Repeat the line that contains "Study the photo" exactly, along with each following line up to and including the last line of the entries.

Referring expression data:
***

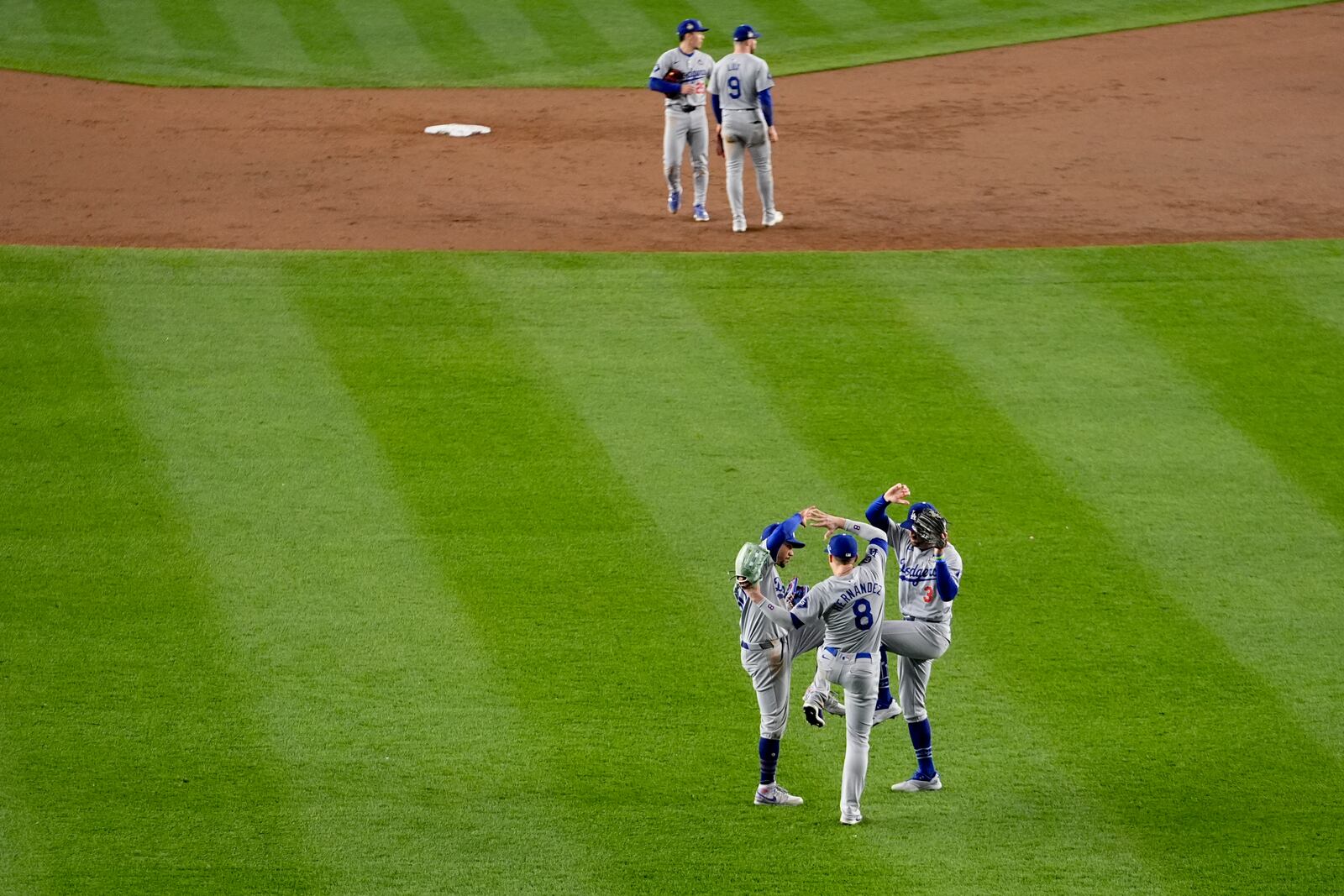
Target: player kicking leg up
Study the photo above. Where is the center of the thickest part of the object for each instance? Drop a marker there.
(769, 649)
(931, 578)
(851, 604)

***

→ **ANSWER FOR THIS EXERCISE**
Study the photo above. Where is the center of the thickest part of the object for each instance? Drop a marker there.
(769, 649)
(931, 578)
(851, 604)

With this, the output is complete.